Action item: Output the full listing verbatim.

Exercise input:
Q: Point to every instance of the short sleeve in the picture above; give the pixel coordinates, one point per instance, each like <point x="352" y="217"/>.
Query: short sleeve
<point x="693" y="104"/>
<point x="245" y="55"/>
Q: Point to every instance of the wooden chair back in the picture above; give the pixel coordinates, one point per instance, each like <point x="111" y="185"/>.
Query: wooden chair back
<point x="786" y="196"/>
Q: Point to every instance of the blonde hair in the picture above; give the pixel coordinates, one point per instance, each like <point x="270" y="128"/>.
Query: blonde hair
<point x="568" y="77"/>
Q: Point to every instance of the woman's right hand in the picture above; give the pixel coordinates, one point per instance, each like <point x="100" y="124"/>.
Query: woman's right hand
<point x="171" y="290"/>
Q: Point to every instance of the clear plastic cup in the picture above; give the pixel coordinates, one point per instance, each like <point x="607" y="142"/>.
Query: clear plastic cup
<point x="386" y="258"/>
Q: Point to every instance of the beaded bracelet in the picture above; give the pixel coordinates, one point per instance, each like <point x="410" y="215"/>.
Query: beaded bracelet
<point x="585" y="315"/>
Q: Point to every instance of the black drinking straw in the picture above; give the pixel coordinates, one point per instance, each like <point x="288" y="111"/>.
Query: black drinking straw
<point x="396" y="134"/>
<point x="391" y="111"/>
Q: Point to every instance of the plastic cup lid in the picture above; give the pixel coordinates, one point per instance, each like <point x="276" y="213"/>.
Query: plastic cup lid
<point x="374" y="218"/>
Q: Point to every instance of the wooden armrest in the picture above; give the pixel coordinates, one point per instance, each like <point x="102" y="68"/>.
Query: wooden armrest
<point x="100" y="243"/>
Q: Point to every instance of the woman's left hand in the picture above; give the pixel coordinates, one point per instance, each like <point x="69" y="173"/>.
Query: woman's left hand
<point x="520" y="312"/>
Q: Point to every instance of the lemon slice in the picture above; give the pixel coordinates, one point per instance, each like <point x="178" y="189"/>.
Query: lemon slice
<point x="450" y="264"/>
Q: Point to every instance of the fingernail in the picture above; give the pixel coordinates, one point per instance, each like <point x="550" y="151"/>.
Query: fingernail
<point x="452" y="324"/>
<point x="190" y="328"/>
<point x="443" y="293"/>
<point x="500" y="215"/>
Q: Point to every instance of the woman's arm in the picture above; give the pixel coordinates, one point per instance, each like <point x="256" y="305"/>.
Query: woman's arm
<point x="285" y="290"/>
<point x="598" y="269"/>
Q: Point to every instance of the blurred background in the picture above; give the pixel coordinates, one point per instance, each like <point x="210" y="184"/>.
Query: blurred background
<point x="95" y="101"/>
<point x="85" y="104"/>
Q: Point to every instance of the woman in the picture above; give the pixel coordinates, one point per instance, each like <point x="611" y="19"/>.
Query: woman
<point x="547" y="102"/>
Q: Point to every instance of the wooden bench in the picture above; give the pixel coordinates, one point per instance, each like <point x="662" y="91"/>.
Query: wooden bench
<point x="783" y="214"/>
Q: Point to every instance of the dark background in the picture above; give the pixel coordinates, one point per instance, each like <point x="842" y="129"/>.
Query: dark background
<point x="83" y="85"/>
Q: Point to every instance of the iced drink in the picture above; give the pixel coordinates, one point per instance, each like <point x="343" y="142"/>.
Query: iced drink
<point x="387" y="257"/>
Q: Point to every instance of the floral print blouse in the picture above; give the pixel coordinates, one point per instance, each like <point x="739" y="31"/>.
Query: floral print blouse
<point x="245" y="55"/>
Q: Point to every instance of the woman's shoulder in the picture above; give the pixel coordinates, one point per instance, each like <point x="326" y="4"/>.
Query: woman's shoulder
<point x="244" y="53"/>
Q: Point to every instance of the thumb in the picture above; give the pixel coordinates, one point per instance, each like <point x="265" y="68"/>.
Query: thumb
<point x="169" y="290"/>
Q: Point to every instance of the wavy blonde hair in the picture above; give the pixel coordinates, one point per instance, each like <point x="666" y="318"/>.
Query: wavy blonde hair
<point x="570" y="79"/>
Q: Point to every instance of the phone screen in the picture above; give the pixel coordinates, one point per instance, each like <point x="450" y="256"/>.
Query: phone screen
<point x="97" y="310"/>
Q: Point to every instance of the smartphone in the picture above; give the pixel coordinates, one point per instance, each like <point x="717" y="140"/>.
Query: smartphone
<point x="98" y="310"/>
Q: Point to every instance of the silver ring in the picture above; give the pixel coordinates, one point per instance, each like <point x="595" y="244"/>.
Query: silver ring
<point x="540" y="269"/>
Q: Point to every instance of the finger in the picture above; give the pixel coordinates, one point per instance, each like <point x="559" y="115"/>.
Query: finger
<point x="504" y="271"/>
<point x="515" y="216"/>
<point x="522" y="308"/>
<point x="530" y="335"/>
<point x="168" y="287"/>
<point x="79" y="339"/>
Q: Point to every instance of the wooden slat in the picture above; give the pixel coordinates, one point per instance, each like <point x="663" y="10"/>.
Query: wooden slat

Written answer:
Q: Point to every instance of the short sleeve in the picture above; give the pixel coordinates, one point per instance, each like <point x="352" y="217"/>.
Query: short sleeve
<point x="693" y="104"/>
<point x="245" y="55"/>
Q: Point to every instance of the wooden chair back in the picture above; give the pixel coordinates, one point per instance, each like <point x="111" y="185"/>.
Query: wooden chair back
<point x="786" y="196"/>
Q: Point to every instance of the blonde hair in the picture above; give the pixel coordinates, one point per instance, each like <point x="270" y="128"/>.
Query: blonde hair
<point x="568" y="77"/>
Q: Point to every instance of the woman's right hand in the picture above; give the pixel coordinates, one point per instance, each like <point x="100" y="124"/>.
Query: woman's right hand
<point x="171" y="290"/>
Q: Point to every instance of the clear plastic cup in the picture above; give the pixel coordinates, one point per instance, each like <point x="607" y="142"/>.
Query: clear plastic cup
<point x="386" y="258"/>
Q: Point to every instance of the beaded bracelet in the picture above; give the pixel coordinates, one point per instance, each like <point x="410" y="215"/>.
Query: beaded bracelet
<point x="585" y="315"/>
Q: Point to every instance of the black drinking straw in the picture above; give the pixel coordinates, one point per instance, each like <point x="288" y="111"/>.
Query: black drinking straw
<point x="396" y="134"/>
<point x="391" y="111"/>
Q: Point to every instance of the plastic cup lid in the picture above; give the pixel coordinates, one point per instance, each like <point x="276" y="213"/>.
Query: plastic cup lid
<point x="374" y="218"/>
Q: Point to every instance of the wooden armrest in the picture above; give the pixel coordinates, one point per instance, each like <point x="102" y="68"/>.
Query: wooden armrest
<point x="100" y="243"/>
Q: Point to every instance of the woman's left hand in the picture above; give the pixel coordinates, one point per instance, each like <point x="69" y="173"/>.
Query: woman's left hand
<point x="520" y="312"/>
Q: Point to every instance of the lemon slice in the picture above; give the pixel coordinates, one point per instance, each like <point x="178" y="189"/>.
Query: lemon slice
<point x="450" y="264"/>
Q: Point to every instance of the fingernail in the picture above; give the pixel coordinates, one point per instance, each like <point x="550" y="151"/>.
Query: fingernail
<point x="452" y="324"/>
<point x="190" y="328"/>
<point x="443" y="293"/>
<point x="500" y="215"/>
Q: Point to every instance of the woman's arm in the picture above; give the pixel coordinates, one point per instance, each like <point x="256" y="305"/>.
Query: woman's arm
<point x="285" y="290"/>
<point x="598" y="269"/>
Q: Point to every instance of the blurred background in the picture above; give the pixel coordinates, one point per instance, each like <point x="210" y="184"/>.
Query: blurred background
<point x="95" y="101"/>
<point x="85" y="104"/>
Q: Point to every instance of the woman in the picture above; give the pixel coordinates, one point per instance, each like <point x="611" y="19"/>.
Query: woman
<point x="547" y="102"/>
Q: Point to every instance of the wooden bench in the picture above; give the pixel coordinates, one point per instance, each like <point x="662" y="91"/>.
Query: wooden bench
<point x="783" y="214"/>
Q: Point to every instance of the dark background in the picture above; give the pixel coordinates, one point per instance, each like <point x="842" y="129"/>.
Query: dark background
<point x="83" y="85"/>
Q: Point to every instance of the iced drink in the picture above; give the pixel coordinates, one point per instance, each like <point x="343" y="142"/>.
Query: iced drink
<point x="387" y="257"/>
Q: Point to every instance of the floral print blouse in the picture above; give the pixel coordinates, one point per instance, each like <point x="739" y="31"/>.
Query: floral print blouse
<point x="245" y="55"/>
Q: Point to every instance of the woman's shoulder in the picture above; give the pixel coordinates, one point per instance, each like <point x="326" y="4"/>.
Query: woman's shoulder
<point x="244" y="53"/>
Q: Point to every instance of the thumb in the picture above; give the pixel coordinates, one point per instance, each like <point x="265" y="68"/>.
Query: thumb
<point x="169" y="290"/>
Q: Point to every instance of the wavy blonde hair in the picture above; give the pixel coordinates, one point per instance, each like <point x="666" y="318"/>.
Query: wavy blonde hair
<point x="570" y="79"/>
Q: Point to every instance of the phone screen in the picture above; give the pixel coordinates, one point per instance, each like <point x="450" y="256"/>.
Query: phone screen
<point x="97" y="310"/>
Q: Point to every instance of the smartphone in the picture above; give the pixel coordinates, one point per instance, each like <point x="717" y="140"/>.
Query: smartphone
<point x="98" y="310"/>
Q: Point to every instance of the silver ring in the picture above; give the pixel coordinates, one point per instance, each like <point x="595" y="244"/>.
Query: silver ring
<point x="540" y="269"/>
Q: Point to every instance of the finger in the picture above; give the pixel coordinates, one point per instance, each like <point x="559" y="115"/>.
Query: finger
<point x="504" y="271"/>
<point x="515" y="216"/>
<point x="522" y="308"/>
<point x="530" y="335"/>
<point x="168" y="287"/>
<point x="79" y="339"/>
Q: Point to every instance of the wooden slat in the picture above; give the pixel coordinates, one point per instance, each like <point x="663" y="10"/>.
Query: wooden slat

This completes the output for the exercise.